Viel spricht für eine Ampelregierung auch wenn die schwierig wird. Trotzdem könnte Olaf Scholz werden, was Joe Biden für die USA ist.

Zu den paradoxen Charakteristika unserer Zeit zählt: Je bedrohlicher die Lage und um so verunsichernder die Polykrisen sind (Corona, Wirtschaft, Klimakatastrophe), desto zentraler wird das Sicherheitsbedürfnis der Menschen. Eigentlich braucht es radikale Änderungen, aber gerade deshalb ist es verständlich, dass die Bürger und Bürgerinnen beim Wählen vorsichtig sind.

Denn wer will schon riskante Experimente, wenn sowieso schon überall alles kracht und kollabiert? Wer etwas verändern will, muss zugleich versprechen, dass alles schon ganz gemäßigt und solide angegangen werde. Auch das ist eine Lehre des deutschen Wahlsonntags.

Die SPD hat gewonnen, aber nicht triumphal. Die Union ist gerade noch mit einem blauen Auge davongekommen. Auch sonst blieb alles im Rahmen, und bei der berühmten Links-rechts-Achse steht es eher fifty-fifty. Die Wähler und Wählerinnen haben gesprochen. Aber was wollen sie uns damit sagen?

Zunächst: Die Sozialdemokraten haben diese Wahl gewonnen, und zwar gar nicht so undeutlich. Schließlich liegen sie nicht nur knapp 1,6 Prozentpunkte vor der Union. Die Union hat rund 10 Prozentpunkte verloren, die SPD 5 gewonnen, und nimmt man die Umfragen der vergangenen Jahre, hat sie sogar 10 Punkte zugelegt. Gemessen an der Ausgangslage ist das ein mittleres Wahlwunder.

Es wäre zu billig, das alleine auf Zufälle oder auf Personen zu reduzieren. Was heißt denn Sozialdemokratie für den Großteil der Wähler und Wählerinnen? Auf Seite der normalen Leute stehen, für die Arbeiter sein, dafür sorgen, dass es gerecht zugeht, garniert mit etwas gesellschaftspolitischer Modernisierung. Wenn Sozialdemokraten nur ein wenig den Eindruck erwecken, in dieser Hinsicht ein wenig glaubwürdiger zu werden, dann werden sie zurzeit gewählt.

# [BEREITGESTELLTE DATEN]
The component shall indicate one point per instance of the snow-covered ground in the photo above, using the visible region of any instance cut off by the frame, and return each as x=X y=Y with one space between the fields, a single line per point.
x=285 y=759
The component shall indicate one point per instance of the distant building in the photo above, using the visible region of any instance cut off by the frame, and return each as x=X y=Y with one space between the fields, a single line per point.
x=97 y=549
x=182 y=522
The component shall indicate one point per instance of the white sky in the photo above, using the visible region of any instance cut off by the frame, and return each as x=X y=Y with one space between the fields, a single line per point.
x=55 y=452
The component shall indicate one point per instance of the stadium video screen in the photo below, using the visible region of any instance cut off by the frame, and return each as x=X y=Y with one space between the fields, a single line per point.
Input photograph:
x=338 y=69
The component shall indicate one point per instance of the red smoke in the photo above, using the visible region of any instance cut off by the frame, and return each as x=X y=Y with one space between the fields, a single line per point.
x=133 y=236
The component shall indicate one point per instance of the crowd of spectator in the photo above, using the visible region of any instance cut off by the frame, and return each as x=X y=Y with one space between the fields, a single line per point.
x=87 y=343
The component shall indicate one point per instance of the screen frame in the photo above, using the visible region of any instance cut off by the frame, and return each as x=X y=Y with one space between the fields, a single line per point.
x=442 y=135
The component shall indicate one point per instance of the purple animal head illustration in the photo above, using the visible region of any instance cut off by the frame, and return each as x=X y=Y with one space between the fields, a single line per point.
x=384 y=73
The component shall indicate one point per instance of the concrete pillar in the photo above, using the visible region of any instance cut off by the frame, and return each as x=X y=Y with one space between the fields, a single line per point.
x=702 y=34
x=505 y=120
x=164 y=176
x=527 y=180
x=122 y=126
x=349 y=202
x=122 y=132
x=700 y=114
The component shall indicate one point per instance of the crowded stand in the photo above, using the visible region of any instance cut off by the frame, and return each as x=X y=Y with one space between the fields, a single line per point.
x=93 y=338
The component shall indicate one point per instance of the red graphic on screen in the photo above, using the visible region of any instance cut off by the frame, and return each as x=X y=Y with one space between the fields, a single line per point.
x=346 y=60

# [AUFGABEN]
• 1. Schreibe die Passage des Textausschnitts von „Zunächst: Die Sozialdemokraten“ bis „sie zurzeit gewählt.“ ab und setze dabei überall „CDU/CSU“ an die Stelle von „Union“.
• 2. Wie viele Prozentpunkte hat die Union laut dem Textausschnitt verloren?

# [ERGEBNISSE]
• 1.
Zunächst: Die Sozialdemokraten haben diese Wahl gewonnen, und zwar gar nicht so undeutlich. Schließlich liegen sie nicht nur knapp 1,6 Prozentpunkte vor der CDU/CSU. Die CDU/CSU hat rund 10 Prozentpunkte verloren, die SPD 5 gewonnen, und nimmt man die Umfragen der vergangenen Jahre, hat sie sogar 10 Punkte zugelegt. Gemessen an der Ausgangslage ist das ein mittleres Wahlwunder.

Es wäre zu billig, das alleine auf Zufälle oder auf Personen zu reduzieren. Was heißt denn Sozialdemokratie für den Großteil der Wähler und Wählerinnen? Auf Seite der normalen Leute stehen, für die Arbeiter sein, dafür sorgen, dass es gerecht zugeht, garniert mit etwas gesellschaftspolitischer Modernisierung. Wenn Sozialdemokraten nur ein wenig den Eindruck erwecken, in dieser Hinsicht ein wenig glaubwürdiger zu werden, dann werden sie zurzeit gewählt.

• 2. Rund 10 Prozentpunkte.